然后求原点到这个椭圆距离最小的点的距离是多少。

解析：

依旧用模拟退火。

修改了一个地方，初始温度从100改到了1，就行了。

之前的也修改了。

选z的时候，选离远点近的那个点就行了。

代码：

#pragma comment(linker, "/STACK:1677721600")
#include <map>
#include <set>
#include <cmath>
#include <queue>
#include <stack>
#include <vector>
#include <cstdio>
#include <cstdlib>
#include <cstring>
#include <climits>
#include <cassert>
#include <iostream>
#include <algorithm>
#define pb push_back
#define mp make_pair
#define LL long long
#define lson lo,mi,rt<<1
#define rson mi+1,hi,rt<<1|1
#define Min(a,b) ((a)<(b)?(a):(b))
#define Max(a,b) ((a)>(b)?(a):(b))
#define mem(a,b) memset(a,b,sizeof(a))
#define FIN freopen("in.txt", "r", stdin)
#define FOUT freopen("out.txt", "w", stdout)
#define rep(i,a,b) for(int i=(a); i<=(b); i++)
#define dec(i,a,b) for(int i=(a); i>=(b); i--)

using namespace std;
const int mod = 1e9 + 7;
const double ee = exp(1.0);
const int inf = 0x3f3f3f3f;
const int maxn = 1e6 + 10;
const double pi = acos(-1.0);
const LL iinf = 0x3f3f3f3f3f3f3f3f;

int readT()

提取数据:
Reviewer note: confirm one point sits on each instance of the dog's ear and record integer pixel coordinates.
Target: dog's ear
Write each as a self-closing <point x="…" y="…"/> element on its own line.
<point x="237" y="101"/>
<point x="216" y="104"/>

任务说明:
A. 模拟退火题解中，初始温度从多少改为了多少？
B. 请从模拟退火题解的末尾接着续写。

参考答案:
A. 初始温度从100改为了1。

B.
{
    char c;
    int ret = 0,flg = 0;
    while(c = getchar(), (c < '0' || c > '9') && c != '-');
    if(c == '-') flg = 1; else ret = c ^ 48;
    while( c = getchar(), c >= '0' && c <= '9') ret = ret * 10 + (c ^ 48);
    return flg ? - ret : ret;
}

const double eps = 1e-8;    //搜索停止条件
const double delta = 0.98;  //温度下降速度
const int initT = 1;      //初始温度

int dir[][2] = {{1, 0}, {0, 1}, {-1, 0}, {0, -1}};
// {1, 1}, {1, -1}, {-1, 1}, {-1, -1}

double a, b, c, d, e, f;

struct Point
{
    double x, y, z;
    Point(){}
    Point(double _x, double _y, double _z)
    {
        x = _x;
        y = _y;
        z = _z;
    }
};

double dist(Point a)
{
    return sqrt(a.x * a.x + a.y * a.y + a.z * a.z);
}

double getZ(double x, double y)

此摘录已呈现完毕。